Sabe-se que regiões como a Tríplice Fronteira (entre Brasil, Argentina e Paraguai) abriga células de grupos como o Hamas e o Hizballah, além do perigo do Estado paralelo dos narcoterroristas, que já causam inúmeros problemas em países como a Colômbia e o México, e muitos destes grupos já estão, direta ou indiretamente, atuando no Brasil.


Estes grupos criminosos são cada vez mais criativos e perigosos, e devem ser monitorados e interrompidos antes de causar problemas - tentar remediar depois da tragédia é muito pior, em todos os sentidos possíveis, como ficou bastante claro nas ondas de ataques contra escolas, que causaram muitas vítimas, além de deixar inúmeras famílias apreensivas e sobrecarregar os aparatos policiais.


Em segundo lugar, nossa comunidade de Inteligência não é nem de longe considerada eficiente como a israelense. Embora, felizmente, boa parte disto se deve ao fato de que nosso entorno geopolítico é muito mais benigno do que o israelense, não deve servir de justificativa para sermos lenientes.


Ações como o intercâmbio com outras agências, melhor treinamento e equipamento, e melhores políticas de captação de recursos humanos, fugindo de "jabuticabas" como o concurso público para agências de Inteligência, podem e devem ser buscadas, bem como um maior aporte e gestão cada vez mais eficiente de recursos financeiros.


Mesmo com a alta tecnologia dos sistemas de vigilância israelenses, que só precisam vigiar uma fronteira de pouco mais de 100 km junto à Faixa de Gaza, houve uma grande incursão de terroristas. Nossas fronteiras terrestres se estendem por milhares de quilômetros, a maioria deles em regiões isoladas e até mesmo inóspitas, portanto o desafio é exponencialmente maior do que o israelense.

[Rótulos de pontos de objetos]
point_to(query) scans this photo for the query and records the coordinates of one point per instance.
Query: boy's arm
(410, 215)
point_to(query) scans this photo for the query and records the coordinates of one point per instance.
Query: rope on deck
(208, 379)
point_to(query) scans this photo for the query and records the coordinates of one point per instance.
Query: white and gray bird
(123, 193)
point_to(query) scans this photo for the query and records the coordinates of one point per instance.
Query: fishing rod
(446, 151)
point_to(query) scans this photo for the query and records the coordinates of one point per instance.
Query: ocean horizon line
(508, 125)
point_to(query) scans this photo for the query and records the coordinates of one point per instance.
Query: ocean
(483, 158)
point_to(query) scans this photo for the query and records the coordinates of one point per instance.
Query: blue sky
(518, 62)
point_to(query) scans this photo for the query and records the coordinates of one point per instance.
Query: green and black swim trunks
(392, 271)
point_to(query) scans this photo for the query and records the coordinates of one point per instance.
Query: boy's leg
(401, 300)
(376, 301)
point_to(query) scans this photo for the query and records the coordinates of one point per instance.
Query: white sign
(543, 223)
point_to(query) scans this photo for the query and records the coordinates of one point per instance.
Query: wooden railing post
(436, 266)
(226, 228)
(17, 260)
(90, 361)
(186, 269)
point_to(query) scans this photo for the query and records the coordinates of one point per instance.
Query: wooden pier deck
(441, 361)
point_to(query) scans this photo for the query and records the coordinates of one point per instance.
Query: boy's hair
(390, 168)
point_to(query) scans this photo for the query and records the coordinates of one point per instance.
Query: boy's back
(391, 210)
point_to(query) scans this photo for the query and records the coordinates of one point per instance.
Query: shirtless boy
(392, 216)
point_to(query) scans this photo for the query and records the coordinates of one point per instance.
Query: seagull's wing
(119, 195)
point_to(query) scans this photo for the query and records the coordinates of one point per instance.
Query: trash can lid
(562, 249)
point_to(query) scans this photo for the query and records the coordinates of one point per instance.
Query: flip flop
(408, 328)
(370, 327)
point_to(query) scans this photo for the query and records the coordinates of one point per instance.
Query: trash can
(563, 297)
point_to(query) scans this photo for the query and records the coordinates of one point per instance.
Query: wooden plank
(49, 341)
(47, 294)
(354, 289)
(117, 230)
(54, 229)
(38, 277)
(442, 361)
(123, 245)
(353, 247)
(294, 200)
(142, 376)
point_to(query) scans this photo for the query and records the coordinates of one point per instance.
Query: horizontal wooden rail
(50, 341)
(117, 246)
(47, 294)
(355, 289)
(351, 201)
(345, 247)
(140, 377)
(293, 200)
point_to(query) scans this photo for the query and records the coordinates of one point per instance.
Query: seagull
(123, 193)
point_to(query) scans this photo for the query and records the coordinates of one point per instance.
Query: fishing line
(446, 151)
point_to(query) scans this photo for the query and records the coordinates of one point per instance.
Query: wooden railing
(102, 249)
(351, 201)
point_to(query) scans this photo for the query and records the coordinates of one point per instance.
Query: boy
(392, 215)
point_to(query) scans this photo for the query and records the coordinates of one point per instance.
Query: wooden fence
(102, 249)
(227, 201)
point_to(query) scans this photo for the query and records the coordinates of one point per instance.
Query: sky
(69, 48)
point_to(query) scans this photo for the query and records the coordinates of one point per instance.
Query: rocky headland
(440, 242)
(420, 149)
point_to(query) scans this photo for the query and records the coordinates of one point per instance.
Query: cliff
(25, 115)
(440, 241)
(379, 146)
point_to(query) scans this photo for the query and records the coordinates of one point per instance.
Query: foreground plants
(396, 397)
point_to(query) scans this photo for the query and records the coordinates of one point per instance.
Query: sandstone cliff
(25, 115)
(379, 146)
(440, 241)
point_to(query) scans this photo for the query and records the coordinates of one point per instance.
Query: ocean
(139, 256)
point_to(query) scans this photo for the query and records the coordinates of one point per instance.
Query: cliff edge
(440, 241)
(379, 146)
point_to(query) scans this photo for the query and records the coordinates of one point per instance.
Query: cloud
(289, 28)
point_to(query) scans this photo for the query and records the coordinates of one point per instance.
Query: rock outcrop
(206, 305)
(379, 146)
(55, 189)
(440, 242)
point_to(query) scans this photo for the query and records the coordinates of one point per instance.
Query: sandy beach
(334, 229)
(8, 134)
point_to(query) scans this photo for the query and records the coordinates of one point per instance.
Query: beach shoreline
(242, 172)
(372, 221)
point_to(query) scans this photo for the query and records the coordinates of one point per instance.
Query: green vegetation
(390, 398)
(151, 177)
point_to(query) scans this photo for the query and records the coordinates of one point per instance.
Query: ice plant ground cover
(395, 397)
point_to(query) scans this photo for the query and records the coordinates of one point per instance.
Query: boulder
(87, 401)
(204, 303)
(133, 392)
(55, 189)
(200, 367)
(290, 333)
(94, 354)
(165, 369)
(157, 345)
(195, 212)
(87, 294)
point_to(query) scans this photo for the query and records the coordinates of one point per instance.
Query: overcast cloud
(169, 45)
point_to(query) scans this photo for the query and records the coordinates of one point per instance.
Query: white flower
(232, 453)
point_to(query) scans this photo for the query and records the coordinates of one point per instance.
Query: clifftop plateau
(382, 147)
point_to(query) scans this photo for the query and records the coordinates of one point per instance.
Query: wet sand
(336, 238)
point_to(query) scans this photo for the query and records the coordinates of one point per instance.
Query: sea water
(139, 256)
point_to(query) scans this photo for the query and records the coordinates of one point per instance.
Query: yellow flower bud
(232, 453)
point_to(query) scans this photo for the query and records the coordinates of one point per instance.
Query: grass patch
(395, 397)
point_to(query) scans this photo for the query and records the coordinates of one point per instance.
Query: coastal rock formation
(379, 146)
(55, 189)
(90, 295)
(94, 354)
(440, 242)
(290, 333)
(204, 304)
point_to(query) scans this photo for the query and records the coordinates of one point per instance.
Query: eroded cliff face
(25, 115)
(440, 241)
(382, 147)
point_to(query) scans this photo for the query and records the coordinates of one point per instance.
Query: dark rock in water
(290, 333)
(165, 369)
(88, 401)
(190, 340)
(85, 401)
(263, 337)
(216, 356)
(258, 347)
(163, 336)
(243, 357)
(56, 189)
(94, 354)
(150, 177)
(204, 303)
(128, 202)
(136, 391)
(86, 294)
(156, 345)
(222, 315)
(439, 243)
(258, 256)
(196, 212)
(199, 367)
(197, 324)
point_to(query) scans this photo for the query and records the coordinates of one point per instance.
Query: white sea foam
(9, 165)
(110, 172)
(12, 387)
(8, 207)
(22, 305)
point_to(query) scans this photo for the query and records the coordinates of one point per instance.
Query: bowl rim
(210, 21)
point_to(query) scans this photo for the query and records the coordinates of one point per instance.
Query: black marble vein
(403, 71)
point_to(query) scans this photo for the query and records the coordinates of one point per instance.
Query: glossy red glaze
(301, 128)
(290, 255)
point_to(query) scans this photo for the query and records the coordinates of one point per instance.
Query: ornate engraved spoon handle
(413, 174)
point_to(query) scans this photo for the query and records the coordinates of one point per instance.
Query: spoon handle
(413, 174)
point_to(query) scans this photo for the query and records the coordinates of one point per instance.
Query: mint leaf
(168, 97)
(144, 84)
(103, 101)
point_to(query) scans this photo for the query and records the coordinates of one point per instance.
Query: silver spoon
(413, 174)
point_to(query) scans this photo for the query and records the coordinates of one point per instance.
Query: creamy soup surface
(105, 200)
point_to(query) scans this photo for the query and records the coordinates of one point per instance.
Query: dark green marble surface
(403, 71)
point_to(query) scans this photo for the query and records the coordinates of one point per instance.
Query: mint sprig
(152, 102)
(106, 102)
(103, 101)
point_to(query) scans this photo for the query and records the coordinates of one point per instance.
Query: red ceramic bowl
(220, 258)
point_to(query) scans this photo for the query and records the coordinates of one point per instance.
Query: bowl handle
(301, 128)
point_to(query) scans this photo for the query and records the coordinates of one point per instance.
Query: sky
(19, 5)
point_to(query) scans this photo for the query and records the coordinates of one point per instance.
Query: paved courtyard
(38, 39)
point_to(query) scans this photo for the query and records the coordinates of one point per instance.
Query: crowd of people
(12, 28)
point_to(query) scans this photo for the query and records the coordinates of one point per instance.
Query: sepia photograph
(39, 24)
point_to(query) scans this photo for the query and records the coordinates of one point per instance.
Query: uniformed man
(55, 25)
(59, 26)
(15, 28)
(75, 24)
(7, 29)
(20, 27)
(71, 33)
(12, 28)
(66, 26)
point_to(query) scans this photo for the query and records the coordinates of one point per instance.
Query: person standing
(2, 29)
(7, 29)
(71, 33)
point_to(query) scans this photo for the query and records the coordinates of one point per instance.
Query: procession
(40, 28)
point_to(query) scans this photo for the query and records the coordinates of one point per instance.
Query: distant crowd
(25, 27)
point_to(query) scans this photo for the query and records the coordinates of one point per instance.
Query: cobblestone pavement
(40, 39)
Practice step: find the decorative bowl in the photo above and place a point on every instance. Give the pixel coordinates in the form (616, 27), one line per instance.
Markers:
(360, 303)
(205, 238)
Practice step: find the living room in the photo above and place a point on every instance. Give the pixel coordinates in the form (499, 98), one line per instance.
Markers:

- [Complete o seguinte]
1. Segundo o texto, qual é a extensão aproximada da fronteira junto à Faixa de Gaza que os sistemas de vigilância israelenses precisam vigiar?
2. Transcreva do texto tudo o que vai de "Ações como o" até "que o israelense.".
A listagem não será necessária.

- [Respostas]
1. Pouco mais de 100 km.

2.
Ações como o intercâmbio com outras agências, melhor treinamento e equipamento, e melhores políticas de captação de recursos humanos, fugindo de "jabuticabas" como o concurso público para agências de Inteligência, podem e devem ser buscadas, bem como um maior aporte e gestão cada vez mais eficiente de recursos financeiros.


Mesmo com a alta tecnologia dos sistemas de vigilância israelenses, que só precisam vigiar uma fronteira de pouco mais de 100 km junto à Faixa de Gaza, houve uma grande incursão de terroristas. Nossas fronteiras terrestres se estendem por milhares de quilômetros, a maioria deles em regiões isoladas e até mesmo inóspitas, portanto o desafio é exponencialmente maior do que o israelense.